The required output is the exact sequence of lines from the line holding "Highlight car taillight." to the end of the records, inclusive.

Start of WORKING DATA

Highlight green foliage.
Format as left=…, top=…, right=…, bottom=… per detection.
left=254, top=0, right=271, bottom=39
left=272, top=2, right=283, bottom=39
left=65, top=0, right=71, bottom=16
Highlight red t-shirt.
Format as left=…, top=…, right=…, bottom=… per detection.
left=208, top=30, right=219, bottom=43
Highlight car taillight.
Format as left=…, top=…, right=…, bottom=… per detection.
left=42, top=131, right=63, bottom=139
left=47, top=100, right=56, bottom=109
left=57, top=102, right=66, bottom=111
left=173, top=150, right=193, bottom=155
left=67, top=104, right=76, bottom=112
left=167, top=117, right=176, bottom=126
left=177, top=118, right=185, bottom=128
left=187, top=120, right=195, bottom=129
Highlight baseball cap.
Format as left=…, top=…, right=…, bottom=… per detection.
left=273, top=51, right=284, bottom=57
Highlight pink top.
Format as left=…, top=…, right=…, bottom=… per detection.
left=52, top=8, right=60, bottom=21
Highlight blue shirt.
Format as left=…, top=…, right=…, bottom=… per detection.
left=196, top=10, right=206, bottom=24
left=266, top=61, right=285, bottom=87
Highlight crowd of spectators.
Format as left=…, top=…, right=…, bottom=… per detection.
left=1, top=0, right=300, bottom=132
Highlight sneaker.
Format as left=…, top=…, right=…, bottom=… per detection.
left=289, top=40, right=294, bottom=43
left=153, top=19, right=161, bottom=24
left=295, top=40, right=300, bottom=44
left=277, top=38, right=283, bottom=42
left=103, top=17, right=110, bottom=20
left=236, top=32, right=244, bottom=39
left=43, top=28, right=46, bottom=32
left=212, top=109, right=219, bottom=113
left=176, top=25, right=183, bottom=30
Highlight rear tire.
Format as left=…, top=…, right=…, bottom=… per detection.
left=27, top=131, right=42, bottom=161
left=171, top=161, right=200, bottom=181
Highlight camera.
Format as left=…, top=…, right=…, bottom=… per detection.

End of WORKING DATA

**OUTPUT BELOW**
Highlight car taillight.
Format as left=…, top=…, right=…, bottom=… per detection.
left=42, top=131, right=63, bottom=139
left=47, top=100, right=56, bottom=109
left=57, top=102, right=66, bottom=111
left=173, top=150, right=193, bottom=155
left=67, top=104, right=76, bottom=112
left=167, top=117, right=176, bottom=126
left=177, top=118, right=185, bottom=128
left=187, top=120, right=195, bottom=129
Highlight baseball cap.
Format as left=…, top=…, right=…, bottom=… per detection.
left=273, top=51, right=284, bottom=57
Highlight pink top.
Format as left=…, top=…, right=…, bottom=… per detection.
left=52, top=8, right=60, bottom=21
Highlight blue shirt.
Format as left=…, top=…, right=…, bottom=… per detection.
left=196, top=10, right=206, bottom=24
left=266, top=61, right=285, bottom=87
Highlight crowd of spectators.
Format as left=…, top=…, right=…, bottom=… per detection.
left=1, top=0, right=300, bottom=132
Highlight sneaker.
Format as left=…, top=…, right=…, bottom=… per detection.
left=289, top=40, right=294, bottom=43
left=153, top=19, right=161, bottom=24
left=295, top=40, right=300, bottom=44
left=277, top=38, right=283, bottom=42
left=103, top=17, right=110, bottom=20
left=236, top=32, right=244, bottom=39
left=43, top=28, right=46, bottom=32
left=212, top=109, right=219, bottom=113
left=176, top=25, right=183, bottom=30
Highlight rear tire.
Format as left=…, top=…, right=…, bottom=… per detection.
left=27, top=131, right=42, bottom=161
left=171, top=161, right=200, bottom=181
Highlight camera.
Format as left=…, top=…, right=…, bottom=… per detection.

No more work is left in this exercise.